--- What the task requires ---
Count the lines in the records below that contain the string "tower", treating case as significant, and reply with only that number.

#### Data provided

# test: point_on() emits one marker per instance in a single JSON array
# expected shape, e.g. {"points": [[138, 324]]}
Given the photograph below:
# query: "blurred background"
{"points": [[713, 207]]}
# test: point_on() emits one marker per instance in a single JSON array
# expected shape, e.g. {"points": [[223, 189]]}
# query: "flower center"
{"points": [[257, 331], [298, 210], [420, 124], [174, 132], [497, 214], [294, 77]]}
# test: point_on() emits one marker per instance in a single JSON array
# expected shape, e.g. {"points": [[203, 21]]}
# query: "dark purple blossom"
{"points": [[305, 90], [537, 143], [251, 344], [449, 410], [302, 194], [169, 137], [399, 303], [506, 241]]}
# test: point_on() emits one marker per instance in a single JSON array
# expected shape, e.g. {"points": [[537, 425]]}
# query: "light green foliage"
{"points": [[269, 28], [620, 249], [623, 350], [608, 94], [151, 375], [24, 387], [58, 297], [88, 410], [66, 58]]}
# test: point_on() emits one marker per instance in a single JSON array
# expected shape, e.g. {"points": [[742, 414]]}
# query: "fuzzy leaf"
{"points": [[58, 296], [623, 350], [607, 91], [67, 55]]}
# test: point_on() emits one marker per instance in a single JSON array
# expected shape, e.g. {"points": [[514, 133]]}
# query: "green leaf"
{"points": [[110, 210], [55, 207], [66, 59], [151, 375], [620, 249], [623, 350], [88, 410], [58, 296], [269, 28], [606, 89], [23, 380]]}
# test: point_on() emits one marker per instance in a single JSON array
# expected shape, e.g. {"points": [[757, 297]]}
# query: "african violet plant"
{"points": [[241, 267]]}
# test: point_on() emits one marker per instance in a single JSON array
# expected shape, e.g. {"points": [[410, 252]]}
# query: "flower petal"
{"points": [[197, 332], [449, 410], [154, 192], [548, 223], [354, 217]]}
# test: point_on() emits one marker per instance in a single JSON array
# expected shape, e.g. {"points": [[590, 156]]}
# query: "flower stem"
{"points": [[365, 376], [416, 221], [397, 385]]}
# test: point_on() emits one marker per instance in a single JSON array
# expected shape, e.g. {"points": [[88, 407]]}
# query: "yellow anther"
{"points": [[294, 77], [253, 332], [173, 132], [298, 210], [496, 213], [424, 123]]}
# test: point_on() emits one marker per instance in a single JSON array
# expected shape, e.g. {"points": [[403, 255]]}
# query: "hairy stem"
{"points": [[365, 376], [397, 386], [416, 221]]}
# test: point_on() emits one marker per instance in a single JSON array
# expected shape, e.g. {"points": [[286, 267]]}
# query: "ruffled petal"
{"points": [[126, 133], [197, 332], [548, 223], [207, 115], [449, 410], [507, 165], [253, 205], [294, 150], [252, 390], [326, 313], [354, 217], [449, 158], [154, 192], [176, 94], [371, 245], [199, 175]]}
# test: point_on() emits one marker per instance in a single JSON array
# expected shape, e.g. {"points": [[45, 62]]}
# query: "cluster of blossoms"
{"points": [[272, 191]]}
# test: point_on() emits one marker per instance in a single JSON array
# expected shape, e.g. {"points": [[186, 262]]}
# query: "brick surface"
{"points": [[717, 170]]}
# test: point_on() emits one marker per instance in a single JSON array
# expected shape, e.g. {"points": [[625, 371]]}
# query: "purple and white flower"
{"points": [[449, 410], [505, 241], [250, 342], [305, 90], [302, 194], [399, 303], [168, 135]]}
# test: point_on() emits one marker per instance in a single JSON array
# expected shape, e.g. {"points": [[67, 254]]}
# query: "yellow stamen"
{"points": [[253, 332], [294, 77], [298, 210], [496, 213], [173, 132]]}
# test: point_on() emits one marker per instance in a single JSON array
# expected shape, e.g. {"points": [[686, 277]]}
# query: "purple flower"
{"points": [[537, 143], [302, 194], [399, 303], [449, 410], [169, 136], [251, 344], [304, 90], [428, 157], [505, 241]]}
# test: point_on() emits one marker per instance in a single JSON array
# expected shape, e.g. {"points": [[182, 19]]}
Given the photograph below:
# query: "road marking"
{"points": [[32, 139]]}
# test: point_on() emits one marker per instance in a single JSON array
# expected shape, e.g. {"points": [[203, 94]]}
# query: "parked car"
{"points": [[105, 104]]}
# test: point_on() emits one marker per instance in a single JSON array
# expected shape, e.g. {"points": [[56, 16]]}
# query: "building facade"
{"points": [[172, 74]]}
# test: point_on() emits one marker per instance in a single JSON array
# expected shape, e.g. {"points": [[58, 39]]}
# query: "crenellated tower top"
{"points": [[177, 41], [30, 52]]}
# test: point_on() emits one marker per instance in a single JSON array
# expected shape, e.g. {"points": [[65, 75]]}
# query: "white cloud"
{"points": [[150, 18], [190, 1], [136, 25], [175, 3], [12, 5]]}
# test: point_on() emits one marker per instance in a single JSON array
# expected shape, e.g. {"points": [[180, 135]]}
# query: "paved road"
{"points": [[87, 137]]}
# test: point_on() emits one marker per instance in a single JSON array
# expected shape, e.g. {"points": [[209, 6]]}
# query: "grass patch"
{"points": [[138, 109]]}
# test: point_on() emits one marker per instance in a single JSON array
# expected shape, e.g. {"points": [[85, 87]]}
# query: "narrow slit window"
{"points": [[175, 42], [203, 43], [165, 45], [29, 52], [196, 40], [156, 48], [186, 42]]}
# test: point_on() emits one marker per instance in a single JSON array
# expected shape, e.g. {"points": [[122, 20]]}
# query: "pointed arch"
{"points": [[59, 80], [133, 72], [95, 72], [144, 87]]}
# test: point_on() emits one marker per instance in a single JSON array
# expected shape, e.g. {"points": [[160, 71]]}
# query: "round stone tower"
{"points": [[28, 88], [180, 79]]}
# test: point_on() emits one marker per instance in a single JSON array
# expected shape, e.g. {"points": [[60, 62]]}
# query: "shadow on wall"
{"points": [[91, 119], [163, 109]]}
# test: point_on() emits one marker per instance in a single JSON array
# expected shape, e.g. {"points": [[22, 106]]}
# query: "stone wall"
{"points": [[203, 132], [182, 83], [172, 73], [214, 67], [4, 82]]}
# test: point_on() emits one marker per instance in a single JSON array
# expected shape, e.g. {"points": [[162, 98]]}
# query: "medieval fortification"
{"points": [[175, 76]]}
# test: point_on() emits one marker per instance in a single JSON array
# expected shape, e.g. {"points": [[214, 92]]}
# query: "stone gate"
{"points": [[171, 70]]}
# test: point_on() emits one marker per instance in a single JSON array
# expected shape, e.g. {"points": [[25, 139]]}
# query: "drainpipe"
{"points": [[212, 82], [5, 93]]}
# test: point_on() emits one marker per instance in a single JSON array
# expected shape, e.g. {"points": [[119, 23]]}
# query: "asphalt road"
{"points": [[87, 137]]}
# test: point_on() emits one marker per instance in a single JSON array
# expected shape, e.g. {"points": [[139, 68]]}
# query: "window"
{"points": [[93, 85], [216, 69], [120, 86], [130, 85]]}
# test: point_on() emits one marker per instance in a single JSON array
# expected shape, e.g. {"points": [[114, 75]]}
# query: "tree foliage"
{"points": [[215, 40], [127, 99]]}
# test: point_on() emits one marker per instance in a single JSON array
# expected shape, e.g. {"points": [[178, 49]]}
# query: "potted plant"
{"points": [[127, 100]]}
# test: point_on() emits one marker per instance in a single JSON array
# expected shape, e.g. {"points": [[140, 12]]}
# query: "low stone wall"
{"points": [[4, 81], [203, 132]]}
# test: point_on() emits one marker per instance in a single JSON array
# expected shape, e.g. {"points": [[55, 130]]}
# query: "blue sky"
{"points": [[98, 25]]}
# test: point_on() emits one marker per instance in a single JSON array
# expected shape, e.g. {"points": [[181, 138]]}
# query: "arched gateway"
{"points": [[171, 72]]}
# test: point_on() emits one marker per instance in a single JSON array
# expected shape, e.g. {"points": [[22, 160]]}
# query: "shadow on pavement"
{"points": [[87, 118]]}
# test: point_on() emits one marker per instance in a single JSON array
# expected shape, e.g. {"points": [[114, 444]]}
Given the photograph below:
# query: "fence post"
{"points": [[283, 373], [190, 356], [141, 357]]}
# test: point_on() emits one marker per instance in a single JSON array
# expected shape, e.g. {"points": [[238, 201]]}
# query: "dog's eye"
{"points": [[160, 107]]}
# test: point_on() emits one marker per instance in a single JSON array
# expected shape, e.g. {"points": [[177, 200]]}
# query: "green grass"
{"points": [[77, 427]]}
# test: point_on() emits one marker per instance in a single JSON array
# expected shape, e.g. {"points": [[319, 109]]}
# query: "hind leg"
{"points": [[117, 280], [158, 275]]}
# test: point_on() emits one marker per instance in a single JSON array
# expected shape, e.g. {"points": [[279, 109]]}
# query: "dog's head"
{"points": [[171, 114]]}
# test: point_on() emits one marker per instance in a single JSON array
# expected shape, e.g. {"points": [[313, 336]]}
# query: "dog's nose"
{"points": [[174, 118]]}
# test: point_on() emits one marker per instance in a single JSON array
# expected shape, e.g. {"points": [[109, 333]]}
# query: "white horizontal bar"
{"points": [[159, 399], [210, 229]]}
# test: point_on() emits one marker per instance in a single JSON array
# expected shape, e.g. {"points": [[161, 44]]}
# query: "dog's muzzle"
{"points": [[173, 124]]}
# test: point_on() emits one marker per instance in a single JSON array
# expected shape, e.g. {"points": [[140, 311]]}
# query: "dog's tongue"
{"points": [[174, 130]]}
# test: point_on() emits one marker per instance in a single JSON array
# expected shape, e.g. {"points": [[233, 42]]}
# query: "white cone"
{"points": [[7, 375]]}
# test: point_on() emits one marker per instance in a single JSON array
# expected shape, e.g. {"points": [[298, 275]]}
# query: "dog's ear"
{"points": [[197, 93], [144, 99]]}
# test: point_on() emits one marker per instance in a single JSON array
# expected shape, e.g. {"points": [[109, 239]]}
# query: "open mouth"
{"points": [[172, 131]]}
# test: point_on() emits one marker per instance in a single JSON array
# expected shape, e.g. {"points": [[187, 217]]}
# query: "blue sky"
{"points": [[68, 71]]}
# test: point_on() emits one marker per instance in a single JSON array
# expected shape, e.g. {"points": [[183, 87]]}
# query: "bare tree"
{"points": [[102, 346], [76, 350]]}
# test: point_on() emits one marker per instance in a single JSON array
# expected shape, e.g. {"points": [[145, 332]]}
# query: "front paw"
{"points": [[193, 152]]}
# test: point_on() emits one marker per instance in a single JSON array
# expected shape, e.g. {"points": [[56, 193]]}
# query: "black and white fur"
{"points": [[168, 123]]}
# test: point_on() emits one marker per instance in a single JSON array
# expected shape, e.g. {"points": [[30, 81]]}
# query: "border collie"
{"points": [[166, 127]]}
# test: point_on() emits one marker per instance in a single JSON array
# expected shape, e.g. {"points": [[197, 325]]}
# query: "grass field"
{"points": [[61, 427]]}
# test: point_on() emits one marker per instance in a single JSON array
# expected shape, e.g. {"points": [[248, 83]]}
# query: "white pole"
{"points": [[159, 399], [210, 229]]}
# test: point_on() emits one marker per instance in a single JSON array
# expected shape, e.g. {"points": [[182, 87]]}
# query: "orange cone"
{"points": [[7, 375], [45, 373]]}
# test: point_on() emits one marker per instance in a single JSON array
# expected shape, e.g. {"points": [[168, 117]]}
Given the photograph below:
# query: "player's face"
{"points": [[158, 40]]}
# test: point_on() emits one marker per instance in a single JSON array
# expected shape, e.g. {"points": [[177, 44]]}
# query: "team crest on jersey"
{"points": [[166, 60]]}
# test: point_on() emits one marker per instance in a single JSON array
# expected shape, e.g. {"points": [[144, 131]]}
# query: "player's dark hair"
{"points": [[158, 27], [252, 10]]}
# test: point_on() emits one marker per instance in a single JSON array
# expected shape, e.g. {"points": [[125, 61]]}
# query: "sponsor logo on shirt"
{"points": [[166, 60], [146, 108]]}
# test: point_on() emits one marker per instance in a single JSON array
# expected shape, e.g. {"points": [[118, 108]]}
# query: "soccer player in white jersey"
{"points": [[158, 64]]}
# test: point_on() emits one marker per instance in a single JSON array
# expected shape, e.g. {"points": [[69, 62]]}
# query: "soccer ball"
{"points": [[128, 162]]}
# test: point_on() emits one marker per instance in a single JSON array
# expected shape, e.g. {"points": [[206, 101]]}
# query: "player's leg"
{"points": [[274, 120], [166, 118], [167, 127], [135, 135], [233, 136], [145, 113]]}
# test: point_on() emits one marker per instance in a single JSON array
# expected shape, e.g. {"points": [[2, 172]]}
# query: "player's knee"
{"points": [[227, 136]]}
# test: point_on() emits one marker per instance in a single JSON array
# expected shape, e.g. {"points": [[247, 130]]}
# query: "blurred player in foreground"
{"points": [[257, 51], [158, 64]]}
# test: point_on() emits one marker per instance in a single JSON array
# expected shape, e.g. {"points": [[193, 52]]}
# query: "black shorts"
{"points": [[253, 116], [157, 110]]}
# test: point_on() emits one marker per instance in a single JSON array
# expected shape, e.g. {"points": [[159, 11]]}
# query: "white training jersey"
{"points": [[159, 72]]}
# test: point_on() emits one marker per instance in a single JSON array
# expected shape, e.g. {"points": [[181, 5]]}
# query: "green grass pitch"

########

--- Written answer ---
2